_EXERCISE_
Every line of the records below that has the word "instance" should be copied.

(Stored items)
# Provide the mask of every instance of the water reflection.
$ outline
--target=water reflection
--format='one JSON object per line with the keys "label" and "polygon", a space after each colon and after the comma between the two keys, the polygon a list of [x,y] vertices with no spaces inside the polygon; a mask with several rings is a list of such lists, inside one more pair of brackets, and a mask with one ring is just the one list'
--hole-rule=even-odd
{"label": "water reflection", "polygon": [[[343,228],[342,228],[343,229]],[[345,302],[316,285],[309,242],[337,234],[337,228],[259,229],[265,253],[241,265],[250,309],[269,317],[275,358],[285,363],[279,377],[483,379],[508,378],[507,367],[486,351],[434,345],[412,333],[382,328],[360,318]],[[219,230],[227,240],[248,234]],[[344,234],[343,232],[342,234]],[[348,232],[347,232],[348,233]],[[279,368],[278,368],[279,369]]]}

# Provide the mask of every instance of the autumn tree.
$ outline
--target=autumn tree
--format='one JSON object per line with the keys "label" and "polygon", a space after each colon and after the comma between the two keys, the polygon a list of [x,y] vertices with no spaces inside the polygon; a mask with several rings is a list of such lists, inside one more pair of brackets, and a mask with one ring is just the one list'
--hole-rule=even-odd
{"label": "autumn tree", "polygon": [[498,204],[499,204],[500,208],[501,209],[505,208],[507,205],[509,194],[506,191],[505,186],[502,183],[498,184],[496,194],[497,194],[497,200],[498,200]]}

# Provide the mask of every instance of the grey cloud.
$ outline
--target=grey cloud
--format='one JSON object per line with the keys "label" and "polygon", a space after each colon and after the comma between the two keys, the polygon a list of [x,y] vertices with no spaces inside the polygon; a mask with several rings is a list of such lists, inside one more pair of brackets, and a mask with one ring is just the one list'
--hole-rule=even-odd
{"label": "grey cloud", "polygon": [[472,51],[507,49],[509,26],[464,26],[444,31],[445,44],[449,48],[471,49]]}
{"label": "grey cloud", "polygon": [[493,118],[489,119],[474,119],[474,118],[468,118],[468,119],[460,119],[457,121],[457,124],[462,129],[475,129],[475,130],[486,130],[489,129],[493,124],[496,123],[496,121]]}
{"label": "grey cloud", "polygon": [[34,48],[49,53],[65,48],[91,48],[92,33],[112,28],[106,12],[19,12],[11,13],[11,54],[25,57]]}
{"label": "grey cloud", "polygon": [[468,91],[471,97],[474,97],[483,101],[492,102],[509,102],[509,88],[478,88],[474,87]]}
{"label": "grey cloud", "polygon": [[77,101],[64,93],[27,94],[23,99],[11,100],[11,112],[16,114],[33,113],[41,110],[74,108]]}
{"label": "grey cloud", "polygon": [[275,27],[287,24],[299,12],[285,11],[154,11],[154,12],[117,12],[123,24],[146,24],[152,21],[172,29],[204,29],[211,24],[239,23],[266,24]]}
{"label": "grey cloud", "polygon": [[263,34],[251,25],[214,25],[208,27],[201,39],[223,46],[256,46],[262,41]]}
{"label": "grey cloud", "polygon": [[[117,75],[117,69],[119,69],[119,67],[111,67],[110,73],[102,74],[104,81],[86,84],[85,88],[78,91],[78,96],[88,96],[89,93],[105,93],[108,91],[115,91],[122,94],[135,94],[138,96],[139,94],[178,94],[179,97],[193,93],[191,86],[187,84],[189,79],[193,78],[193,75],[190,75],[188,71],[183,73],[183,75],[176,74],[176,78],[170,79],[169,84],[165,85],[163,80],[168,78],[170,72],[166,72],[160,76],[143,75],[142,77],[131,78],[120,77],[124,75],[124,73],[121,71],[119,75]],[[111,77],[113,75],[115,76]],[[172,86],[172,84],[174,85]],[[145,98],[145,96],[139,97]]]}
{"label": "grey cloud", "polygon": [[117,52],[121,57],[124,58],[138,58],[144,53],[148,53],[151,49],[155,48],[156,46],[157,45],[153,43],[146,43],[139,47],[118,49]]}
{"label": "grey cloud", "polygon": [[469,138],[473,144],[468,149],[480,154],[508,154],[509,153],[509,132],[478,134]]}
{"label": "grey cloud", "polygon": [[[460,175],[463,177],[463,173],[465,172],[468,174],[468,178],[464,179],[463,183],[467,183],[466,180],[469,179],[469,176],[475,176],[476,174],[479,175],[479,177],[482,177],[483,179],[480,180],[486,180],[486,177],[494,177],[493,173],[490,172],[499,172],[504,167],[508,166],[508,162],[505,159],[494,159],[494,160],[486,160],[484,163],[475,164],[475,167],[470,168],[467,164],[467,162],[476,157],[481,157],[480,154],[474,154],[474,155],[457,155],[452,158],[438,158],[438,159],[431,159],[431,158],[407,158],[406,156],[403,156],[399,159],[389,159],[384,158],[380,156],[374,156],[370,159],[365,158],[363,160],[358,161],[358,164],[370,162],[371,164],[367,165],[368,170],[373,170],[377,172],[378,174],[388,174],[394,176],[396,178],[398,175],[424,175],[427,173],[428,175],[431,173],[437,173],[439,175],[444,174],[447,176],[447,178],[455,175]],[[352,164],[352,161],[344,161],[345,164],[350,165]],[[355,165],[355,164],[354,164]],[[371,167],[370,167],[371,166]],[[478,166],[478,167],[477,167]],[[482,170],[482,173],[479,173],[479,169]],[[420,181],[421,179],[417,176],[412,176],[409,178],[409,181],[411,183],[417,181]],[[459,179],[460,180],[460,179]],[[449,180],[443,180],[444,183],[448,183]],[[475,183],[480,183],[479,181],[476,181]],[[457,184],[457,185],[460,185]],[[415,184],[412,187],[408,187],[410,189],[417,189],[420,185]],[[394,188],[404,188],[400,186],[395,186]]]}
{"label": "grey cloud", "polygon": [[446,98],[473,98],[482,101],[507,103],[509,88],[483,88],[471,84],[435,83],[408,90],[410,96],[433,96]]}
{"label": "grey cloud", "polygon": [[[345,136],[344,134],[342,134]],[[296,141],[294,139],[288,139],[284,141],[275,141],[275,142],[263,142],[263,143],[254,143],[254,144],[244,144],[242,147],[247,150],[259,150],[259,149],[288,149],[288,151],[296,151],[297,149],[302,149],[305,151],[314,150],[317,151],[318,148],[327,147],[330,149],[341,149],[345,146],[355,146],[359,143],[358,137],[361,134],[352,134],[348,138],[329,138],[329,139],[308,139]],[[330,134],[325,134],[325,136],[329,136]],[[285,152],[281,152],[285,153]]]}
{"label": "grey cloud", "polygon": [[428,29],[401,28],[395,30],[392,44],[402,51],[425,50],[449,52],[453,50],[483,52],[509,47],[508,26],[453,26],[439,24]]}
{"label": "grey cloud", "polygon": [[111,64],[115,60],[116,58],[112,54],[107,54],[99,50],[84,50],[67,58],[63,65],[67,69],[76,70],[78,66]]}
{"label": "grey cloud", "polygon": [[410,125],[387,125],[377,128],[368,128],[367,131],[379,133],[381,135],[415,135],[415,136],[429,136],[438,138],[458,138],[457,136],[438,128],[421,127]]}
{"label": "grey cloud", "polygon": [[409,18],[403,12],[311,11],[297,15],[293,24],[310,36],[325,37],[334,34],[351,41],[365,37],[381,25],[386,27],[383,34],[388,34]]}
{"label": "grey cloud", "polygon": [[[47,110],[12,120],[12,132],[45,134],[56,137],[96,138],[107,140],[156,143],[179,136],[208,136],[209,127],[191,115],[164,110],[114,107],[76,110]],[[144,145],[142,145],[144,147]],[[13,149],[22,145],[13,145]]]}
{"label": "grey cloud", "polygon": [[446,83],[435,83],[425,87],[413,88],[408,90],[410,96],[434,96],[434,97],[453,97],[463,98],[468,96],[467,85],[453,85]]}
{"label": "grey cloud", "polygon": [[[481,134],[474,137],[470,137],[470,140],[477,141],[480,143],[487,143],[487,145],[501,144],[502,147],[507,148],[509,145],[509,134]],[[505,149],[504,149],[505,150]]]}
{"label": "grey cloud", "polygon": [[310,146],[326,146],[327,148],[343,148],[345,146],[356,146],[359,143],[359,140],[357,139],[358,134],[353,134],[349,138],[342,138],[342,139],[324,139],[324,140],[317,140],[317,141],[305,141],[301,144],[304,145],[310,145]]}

_WRITTEN ANSWER_
# Provide the mask of every instance of the water reflection.
# Provide the mask of every instance of the autumn tree.
# Provide the mask of every instance of the grey cloud.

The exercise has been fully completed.